* _AIM_:
In the issue thread, what problem does tbkka say persists after jk-jeon's fix?

* _SOURCE PASSAGE_:
*****

Better support for ARM and other architectures #11

jk-jeon · 2021-01-08T19:51:08Z

Thanks to Tim Kientzle (@tbkka), it turned out that the current code is not working correctly with ARM processors. I believe this is due to errors in fallback implementations of intrinsics. Also the current #define switches are not able to correctly detect availabilities of intrinsics for ARM processors, resulting in suboptimal code generation.

See: swiftlang/swift#35299.

The text was updated successfully, but these errors were encountered:

jk-jeon · 2021-01-08T20:04:37Z

Just fixed an error that I found.
@tbkka, Could you test it with your test suite?

tbkka · 2021-01-08T20:21:14Z

That addresses the cases where too few digits were being generated. I'm still seeing unexpected trailing zeros, though.

jk-jeon · 2021-01-08T21:12:44Z

Could you give me some specific examples so that I can test on my machine?

*****

Dataset excerpts on object pointing
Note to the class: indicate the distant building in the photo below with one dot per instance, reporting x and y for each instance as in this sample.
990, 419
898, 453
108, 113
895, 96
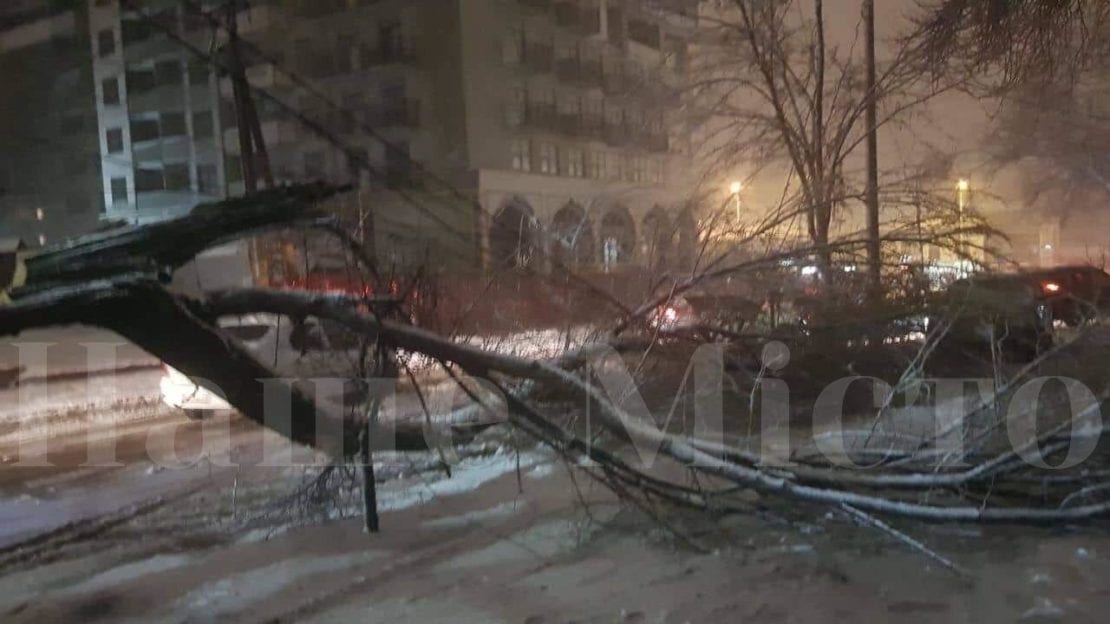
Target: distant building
49, 159
554, 116
158, 112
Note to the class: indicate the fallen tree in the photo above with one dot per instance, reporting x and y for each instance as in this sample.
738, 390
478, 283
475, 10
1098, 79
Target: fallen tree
184, 333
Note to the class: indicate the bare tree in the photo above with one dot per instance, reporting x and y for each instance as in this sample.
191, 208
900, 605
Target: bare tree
999, 46
770, 89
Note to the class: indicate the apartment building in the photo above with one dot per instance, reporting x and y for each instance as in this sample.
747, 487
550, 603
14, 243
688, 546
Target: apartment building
478, 131
158, 112
555, 117
49, 161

*****

* _ANSWER TO THE TASK_:
Unexpected trailing zeros.